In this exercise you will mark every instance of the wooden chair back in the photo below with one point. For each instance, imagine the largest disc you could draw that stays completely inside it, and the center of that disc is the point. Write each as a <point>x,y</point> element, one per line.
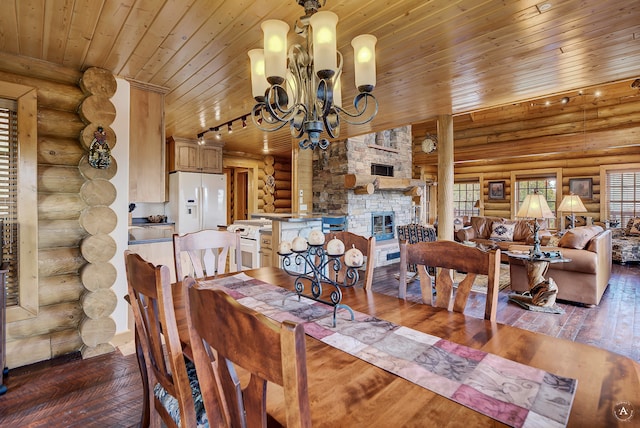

—————

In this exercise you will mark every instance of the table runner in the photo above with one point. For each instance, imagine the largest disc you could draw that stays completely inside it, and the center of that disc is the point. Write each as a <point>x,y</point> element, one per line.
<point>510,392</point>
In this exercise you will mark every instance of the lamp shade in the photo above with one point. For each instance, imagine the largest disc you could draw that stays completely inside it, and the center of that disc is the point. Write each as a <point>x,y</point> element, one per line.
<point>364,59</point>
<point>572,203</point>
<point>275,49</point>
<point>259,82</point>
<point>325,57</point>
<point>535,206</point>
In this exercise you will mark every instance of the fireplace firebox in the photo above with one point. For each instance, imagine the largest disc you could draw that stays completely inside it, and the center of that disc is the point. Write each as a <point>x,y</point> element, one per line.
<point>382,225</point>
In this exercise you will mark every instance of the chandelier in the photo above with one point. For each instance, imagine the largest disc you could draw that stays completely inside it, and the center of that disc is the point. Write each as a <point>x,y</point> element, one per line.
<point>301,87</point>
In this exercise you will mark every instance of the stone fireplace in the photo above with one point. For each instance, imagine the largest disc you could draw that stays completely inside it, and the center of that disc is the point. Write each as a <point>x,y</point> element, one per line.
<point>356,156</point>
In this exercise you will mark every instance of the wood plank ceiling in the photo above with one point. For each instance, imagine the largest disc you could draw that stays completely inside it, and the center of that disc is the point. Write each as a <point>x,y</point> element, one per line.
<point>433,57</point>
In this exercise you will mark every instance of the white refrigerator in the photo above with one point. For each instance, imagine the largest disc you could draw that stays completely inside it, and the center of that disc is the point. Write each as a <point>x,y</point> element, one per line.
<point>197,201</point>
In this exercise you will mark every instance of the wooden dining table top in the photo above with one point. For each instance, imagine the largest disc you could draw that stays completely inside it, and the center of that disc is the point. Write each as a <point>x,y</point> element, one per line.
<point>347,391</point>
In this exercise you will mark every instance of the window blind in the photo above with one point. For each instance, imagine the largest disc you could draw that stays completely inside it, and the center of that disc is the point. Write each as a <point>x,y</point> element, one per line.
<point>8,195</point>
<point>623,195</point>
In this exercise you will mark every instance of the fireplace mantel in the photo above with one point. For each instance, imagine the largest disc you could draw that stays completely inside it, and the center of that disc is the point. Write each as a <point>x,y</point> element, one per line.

—————

» Task requirements: Given the records above, return exactly the lines starting at the line containing "In this exercise you will mark every instance of the window" and ending at the line containing "the fireplace mantel", including both.

» Result of this task:
In this exercise you will mark every instance of the window blind in the photo above with one point. For each instance, imagine the largest disc you could draw that stays completely inside it, and the center of that disc is the point. Write each as a <point>x,y</point> element, one per line.
<point>8,195</point>
<point>623,195</point>
In this exercise you will mark every instance of the fireplace mantel in the photo above with one point. For each instance, imagine the largest disc you could draw that stays completely inside it, and the center of that disc is the point. Write each as a <point>x,y</point> element, one per line.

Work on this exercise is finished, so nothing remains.